[Data entries]
[start]
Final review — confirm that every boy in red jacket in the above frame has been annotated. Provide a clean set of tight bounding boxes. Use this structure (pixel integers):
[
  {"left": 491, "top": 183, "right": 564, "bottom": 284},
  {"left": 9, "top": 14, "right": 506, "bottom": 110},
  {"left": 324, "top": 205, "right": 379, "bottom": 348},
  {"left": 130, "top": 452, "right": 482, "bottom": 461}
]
[end]
*Required work*.
Count the lines in the records above that contain the string "left". Give only the number.

*The solution*.
4